━━━ Supplied data ━━━

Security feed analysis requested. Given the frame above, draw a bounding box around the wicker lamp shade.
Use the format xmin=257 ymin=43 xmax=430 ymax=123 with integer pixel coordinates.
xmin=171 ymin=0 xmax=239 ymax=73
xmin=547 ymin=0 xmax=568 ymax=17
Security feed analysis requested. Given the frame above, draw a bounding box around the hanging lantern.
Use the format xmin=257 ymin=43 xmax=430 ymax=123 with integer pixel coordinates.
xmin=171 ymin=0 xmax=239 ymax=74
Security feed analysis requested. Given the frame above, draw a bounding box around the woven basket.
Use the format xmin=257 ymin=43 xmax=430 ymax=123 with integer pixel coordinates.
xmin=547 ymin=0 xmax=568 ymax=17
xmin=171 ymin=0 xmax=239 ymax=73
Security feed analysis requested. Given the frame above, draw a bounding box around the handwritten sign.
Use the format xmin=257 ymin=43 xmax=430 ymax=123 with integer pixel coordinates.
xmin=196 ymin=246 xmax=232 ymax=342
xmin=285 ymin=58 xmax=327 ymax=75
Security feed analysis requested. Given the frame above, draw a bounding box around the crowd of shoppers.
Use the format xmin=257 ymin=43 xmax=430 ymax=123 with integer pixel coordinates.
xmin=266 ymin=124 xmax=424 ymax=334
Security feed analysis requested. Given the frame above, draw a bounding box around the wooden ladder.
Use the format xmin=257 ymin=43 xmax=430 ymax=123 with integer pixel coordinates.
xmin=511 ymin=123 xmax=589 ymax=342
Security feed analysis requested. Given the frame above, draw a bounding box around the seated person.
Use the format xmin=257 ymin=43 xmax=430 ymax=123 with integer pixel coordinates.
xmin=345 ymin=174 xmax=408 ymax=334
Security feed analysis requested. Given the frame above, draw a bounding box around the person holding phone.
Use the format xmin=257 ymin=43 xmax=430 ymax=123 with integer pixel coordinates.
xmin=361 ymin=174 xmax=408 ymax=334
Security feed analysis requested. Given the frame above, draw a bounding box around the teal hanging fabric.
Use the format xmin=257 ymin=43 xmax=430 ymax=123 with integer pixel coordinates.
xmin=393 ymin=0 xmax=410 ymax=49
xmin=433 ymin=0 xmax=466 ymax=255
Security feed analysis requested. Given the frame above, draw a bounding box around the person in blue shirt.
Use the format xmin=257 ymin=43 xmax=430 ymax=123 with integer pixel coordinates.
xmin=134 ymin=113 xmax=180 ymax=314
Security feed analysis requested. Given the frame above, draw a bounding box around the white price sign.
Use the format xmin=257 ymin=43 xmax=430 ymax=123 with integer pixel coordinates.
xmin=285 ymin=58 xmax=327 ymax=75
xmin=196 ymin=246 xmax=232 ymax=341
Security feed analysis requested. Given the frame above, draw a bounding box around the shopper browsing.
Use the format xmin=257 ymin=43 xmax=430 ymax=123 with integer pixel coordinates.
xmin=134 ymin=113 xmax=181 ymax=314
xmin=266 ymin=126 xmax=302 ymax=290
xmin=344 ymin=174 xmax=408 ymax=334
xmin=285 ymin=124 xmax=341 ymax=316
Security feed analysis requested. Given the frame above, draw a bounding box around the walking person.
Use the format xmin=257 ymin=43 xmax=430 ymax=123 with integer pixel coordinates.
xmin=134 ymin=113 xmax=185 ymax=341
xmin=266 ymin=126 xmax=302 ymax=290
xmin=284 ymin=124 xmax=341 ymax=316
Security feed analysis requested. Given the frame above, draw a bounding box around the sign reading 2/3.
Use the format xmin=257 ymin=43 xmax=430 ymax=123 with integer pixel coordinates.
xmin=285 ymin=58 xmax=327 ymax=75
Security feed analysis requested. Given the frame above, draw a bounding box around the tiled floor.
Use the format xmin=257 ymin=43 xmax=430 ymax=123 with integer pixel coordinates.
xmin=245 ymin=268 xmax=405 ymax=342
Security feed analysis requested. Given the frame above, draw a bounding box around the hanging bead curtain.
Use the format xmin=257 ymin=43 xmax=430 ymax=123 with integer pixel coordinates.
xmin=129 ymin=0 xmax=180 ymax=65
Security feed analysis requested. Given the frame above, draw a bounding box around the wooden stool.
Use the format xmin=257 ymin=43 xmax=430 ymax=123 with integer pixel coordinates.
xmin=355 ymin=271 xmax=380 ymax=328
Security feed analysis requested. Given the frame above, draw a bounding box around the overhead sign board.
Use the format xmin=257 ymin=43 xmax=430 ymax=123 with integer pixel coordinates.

━━━

### What to work on
Find each line above that contains the string "sign", and copy every one of those lines in full.

### Written solution
Security feed analysis requested. Given the frame above, draw a bounding box around the handwritten sign.
Security feed analysis requested. Given the frame above, draw a bounding box around the white price sign.
Security feed analysis requested. Given the frame above, draw a bounding box around the sign reading 2/3.
Security feed analysis requested. Given the frame above, draw a bounding box around the overhead sign board.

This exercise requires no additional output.